#### Task directions
Gather each line of the material below that contains the word "cream".

Rows from a box-labeling dataset:

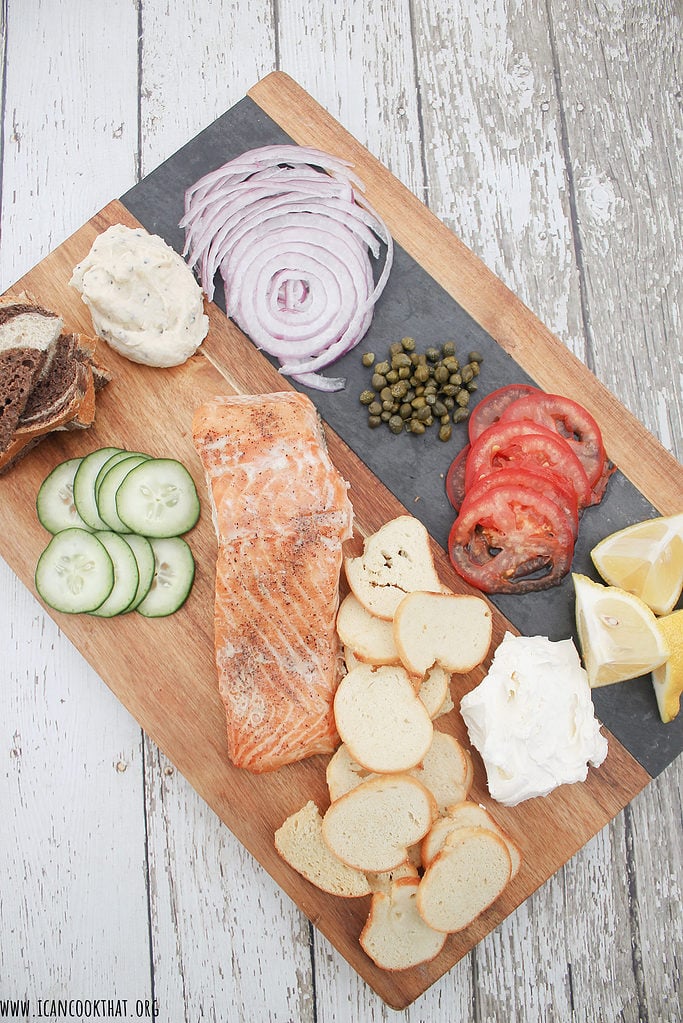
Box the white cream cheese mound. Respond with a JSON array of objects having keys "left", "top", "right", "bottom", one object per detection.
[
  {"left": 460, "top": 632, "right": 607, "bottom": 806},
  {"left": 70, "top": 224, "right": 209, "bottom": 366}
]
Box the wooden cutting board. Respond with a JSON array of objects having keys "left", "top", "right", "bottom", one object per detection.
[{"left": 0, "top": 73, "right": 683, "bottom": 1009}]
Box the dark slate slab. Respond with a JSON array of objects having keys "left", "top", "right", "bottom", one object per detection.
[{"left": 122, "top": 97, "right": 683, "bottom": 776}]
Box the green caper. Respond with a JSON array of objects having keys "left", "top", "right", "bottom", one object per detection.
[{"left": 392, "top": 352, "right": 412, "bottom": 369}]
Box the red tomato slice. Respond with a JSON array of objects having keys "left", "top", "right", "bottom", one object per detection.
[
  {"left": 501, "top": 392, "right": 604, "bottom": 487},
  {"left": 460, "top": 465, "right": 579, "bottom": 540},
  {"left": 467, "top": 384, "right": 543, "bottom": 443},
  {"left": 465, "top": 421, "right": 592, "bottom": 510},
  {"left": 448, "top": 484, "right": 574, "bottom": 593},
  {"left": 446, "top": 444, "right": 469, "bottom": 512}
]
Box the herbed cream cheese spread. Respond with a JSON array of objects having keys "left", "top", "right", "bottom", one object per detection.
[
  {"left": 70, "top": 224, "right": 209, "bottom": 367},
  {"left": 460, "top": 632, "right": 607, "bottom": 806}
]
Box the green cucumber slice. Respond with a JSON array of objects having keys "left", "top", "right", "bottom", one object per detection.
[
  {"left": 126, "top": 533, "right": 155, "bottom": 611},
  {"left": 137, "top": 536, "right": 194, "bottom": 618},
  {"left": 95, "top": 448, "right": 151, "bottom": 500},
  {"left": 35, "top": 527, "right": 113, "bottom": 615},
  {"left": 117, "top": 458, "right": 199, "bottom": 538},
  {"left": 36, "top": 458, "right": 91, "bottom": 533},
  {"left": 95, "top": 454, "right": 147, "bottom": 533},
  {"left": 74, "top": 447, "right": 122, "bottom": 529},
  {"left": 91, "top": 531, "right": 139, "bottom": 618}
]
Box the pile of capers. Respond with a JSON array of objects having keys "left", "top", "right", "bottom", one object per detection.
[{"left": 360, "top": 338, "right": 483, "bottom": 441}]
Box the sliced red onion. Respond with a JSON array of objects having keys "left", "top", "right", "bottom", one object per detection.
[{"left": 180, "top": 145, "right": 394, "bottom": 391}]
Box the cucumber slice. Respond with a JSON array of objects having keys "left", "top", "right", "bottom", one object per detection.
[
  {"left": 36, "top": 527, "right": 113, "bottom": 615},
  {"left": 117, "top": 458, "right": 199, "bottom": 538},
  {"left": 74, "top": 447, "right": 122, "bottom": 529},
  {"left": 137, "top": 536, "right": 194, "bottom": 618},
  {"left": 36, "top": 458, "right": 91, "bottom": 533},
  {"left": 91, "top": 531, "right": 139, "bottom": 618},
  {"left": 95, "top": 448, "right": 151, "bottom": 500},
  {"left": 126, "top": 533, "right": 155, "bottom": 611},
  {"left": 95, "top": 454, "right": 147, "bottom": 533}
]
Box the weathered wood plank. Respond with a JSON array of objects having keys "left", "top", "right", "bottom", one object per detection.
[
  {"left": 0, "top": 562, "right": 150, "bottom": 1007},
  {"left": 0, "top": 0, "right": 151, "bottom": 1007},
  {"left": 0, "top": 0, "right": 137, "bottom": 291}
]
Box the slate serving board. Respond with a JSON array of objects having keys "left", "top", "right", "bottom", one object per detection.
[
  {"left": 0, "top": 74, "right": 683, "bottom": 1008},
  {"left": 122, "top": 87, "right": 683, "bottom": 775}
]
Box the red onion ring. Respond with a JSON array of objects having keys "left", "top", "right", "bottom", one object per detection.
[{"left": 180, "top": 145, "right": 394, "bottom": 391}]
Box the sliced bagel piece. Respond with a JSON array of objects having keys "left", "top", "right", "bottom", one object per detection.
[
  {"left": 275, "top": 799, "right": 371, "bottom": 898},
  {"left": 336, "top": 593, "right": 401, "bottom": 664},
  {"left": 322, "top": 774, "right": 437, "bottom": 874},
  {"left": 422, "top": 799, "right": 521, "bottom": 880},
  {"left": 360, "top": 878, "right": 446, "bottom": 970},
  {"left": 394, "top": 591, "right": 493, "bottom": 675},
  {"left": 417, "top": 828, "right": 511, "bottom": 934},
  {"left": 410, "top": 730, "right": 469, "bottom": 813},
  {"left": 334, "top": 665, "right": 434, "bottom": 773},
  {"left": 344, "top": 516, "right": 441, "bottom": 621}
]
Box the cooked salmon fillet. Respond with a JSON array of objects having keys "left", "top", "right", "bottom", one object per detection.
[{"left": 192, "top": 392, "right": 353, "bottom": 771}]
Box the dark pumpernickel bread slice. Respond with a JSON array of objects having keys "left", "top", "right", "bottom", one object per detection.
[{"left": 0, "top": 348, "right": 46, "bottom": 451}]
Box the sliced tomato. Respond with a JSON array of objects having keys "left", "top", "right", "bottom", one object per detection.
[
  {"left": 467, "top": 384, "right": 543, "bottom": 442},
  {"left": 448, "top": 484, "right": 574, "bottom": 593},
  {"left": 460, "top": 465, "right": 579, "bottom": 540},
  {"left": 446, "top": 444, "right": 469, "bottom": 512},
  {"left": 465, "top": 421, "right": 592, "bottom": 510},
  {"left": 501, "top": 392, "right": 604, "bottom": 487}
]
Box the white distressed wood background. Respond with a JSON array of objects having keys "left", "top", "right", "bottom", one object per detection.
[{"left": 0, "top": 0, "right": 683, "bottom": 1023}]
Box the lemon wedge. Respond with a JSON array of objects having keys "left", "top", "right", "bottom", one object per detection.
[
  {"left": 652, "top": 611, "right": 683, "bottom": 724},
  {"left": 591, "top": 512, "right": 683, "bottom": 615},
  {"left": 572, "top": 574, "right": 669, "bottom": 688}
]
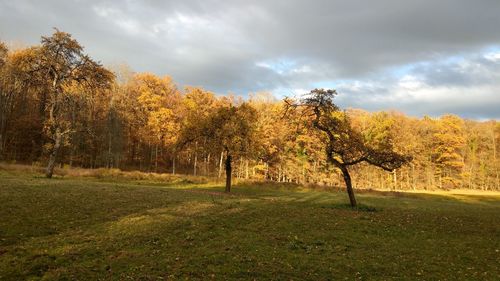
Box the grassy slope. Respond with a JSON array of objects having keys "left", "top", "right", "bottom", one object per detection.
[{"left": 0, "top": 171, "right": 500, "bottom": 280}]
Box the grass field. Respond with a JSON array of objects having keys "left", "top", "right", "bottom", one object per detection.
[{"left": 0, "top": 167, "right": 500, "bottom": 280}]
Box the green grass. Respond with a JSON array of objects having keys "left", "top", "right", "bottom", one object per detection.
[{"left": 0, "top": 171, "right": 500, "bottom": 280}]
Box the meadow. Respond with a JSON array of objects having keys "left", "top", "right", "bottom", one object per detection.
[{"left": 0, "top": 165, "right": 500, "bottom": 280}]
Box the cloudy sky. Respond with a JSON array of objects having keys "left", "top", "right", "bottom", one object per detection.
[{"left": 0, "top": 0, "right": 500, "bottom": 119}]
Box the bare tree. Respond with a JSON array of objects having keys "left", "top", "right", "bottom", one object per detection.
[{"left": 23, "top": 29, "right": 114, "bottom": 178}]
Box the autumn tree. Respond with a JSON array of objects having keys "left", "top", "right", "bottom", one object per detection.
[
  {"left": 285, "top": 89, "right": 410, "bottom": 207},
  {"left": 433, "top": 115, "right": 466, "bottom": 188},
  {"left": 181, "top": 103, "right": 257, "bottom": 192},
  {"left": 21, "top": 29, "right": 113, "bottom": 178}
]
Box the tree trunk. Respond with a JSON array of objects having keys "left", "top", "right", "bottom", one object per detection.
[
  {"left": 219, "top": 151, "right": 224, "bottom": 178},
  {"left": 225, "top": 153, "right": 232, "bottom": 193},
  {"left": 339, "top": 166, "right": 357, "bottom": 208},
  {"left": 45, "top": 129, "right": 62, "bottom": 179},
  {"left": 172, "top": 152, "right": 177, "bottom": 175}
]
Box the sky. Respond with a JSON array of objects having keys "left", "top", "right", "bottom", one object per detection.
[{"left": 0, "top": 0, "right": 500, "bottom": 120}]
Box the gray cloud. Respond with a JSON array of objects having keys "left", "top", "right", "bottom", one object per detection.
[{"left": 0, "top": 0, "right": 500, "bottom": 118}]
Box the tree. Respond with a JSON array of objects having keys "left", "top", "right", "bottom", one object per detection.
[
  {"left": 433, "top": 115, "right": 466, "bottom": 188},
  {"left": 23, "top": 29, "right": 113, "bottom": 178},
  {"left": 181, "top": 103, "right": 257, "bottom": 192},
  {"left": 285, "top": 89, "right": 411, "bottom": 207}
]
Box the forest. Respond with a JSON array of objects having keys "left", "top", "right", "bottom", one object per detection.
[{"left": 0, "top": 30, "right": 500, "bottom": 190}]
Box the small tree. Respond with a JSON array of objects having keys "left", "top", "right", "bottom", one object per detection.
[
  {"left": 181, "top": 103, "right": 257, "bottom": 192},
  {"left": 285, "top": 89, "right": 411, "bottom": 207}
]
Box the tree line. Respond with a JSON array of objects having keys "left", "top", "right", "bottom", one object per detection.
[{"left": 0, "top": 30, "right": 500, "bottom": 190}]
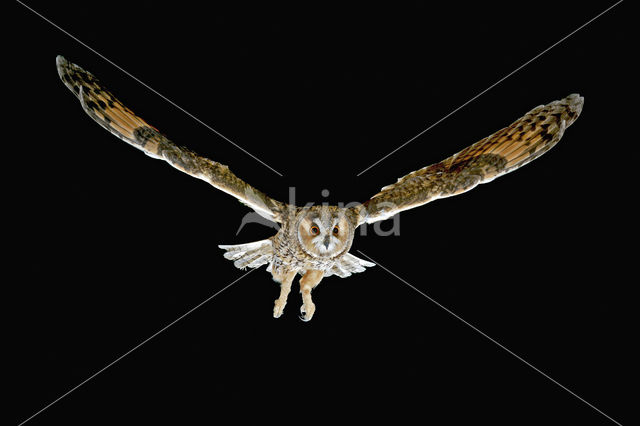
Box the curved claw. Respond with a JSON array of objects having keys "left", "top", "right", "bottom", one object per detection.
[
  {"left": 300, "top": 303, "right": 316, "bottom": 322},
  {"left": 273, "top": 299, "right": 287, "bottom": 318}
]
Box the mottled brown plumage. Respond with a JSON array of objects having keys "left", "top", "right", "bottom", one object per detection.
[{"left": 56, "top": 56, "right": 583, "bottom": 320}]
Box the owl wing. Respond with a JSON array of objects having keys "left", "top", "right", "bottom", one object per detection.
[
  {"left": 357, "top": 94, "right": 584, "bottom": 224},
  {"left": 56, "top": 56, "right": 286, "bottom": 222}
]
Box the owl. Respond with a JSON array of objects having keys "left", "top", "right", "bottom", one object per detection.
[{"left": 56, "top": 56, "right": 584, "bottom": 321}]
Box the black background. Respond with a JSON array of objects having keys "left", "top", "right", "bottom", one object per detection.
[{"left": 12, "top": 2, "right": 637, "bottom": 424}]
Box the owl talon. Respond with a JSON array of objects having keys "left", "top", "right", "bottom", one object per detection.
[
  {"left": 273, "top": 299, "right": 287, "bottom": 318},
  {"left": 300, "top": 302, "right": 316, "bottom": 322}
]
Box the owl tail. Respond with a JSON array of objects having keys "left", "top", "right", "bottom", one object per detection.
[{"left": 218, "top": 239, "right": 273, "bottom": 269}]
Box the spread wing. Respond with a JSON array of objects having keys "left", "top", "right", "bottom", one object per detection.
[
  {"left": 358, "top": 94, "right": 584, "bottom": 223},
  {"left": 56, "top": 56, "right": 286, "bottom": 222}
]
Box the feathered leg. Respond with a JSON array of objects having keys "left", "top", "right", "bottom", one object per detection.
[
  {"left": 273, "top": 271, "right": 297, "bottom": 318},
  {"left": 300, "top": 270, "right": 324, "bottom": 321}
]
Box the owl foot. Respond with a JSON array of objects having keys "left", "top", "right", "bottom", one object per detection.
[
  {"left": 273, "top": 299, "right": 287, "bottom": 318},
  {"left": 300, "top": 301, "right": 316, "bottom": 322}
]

#### Completed task
Box the white cream cheese mound. Respond with a JSON array of objects having keys "left", "top", "right", "bottom", one object per detection.
Box the herbed cream cheese spread. Respond with a JSON array of objects having keys "left", "top", "right", "bottom", one object per detection.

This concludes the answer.